◆ WORKING DATA
━━━━
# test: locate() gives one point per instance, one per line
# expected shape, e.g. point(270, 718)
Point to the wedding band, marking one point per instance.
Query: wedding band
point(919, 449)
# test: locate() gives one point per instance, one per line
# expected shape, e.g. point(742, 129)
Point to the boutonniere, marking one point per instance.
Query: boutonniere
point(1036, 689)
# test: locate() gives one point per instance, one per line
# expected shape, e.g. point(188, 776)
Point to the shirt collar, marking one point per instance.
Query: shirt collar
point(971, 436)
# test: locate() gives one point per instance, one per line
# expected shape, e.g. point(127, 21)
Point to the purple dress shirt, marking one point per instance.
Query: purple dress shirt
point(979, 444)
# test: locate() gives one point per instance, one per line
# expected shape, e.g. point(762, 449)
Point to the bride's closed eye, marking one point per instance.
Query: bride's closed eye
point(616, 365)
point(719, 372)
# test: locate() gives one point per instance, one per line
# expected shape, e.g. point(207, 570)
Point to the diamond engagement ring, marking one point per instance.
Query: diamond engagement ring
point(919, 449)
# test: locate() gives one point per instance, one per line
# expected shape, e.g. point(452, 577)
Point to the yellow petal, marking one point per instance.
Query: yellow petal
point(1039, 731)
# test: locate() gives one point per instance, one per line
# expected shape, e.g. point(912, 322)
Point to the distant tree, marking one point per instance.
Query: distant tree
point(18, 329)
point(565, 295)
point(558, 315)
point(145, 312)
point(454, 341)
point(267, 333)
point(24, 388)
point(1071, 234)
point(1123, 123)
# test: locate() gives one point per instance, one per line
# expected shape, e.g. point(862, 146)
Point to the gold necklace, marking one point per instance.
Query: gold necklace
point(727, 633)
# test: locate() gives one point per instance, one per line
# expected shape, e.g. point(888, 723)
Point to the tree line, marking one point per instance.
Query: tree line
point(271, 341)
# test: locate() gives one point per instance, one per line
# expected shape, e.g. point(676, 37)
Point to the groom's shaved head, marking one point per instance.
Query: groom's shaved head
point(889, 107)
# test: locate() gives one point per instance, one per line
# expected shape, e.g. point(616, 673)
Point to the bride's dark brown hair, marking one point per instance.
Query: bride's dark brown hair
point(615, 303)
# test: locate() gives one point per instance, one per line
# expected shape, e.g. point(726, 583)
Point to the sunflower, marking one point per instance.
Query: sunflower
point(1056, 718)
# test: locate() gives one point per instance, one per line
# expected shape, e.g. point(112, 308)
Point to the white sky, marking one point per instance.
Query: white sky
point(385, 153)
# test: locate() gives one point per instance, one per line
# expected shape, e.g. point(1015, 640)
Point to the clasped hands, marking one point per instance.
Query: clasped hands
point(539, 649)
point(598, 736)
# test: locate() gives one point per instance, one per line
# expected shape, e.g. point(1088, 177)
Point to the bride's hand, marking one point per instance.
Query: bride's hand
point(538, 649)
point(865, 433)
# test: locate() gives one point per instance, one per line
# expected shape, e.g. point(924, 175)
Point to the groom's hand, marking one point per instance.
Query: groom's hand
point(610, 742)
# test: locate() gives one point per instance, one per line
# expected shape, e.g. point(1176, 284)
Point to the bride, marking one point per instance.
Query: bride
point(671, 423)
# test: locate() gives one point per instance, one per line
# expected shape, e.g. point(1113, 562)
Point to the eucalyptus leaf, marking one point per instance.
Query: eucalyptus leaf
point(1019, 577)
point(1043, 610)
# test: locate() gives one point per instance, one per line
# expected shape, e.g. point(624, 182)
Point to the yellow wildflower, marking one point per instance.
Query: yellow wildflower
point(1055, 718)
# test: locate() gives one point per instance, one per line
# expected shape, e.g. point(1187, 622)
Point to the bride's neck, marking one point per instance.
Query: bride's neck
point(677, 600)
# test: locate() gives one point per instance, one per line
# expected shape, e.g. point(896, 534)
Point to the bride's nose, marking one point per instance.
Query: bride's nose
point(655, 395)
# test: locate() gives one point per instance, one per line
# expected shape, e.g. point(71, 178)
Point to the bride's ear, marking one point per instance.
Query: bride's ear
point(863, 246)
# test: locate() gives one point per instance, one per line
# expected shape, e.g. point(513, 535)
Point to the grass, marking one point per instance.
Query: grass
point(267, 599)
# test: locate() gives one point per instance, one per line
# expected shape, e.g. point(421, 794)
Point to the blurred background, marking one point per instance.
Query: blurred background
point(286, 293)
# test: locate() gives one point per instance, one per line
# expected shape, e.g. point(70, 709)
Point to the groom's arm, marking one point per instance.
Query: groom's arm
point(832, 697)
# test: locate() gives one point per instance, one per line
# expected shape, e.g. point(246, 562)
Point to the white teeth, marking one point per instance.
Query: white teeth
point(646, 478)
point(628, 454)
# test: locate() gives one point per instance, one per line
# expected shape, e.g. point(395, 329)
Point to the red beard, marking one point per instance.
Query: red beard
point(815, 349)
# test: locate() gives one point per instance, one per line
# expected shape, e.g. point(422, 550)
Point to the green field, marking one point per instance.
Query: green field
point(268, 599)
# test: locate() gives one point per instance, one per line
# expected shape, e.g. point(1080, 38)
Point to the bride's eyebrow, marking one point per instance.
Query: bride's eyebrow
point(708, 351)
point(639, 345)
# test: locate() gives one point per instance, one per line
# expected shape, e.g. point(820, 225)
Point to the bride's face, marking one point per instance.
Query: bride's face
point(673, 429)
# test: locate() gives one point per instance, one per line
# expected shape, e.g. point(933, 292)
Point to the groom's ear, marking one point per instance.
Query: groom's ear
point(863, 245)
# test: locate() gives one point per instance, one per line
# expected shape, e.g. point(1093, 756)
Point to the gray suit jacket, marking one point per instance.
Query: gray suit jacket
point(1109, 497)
━━━━
◆ EXERCISE DESCRIPTION
Copy the data from its first line through the line containing "point(971, 436)", inclusive, and adjust every coordinate in the answer points by -6.

◆ RESPONSE
# test: locate() gives one point per instance, one per line
# expected shape, e.g. point(270, 718)
Point to the wedding band, marking one point per instance.
Query: wedding band
point(913, 443)
# test: locate() gives one point per instance, one per line
# expected shape, e.g. point(742, 129)
Point to the boutonniere, marking one point per instance.
Query: boutonniere
point(1030, 683)
# test: locate() gives one point per instance, one per line
# expected shape, e.g. point(188, 776)
Point to the shirt collar, marking one point per instance.
Query: shirt collar
point(965, 430)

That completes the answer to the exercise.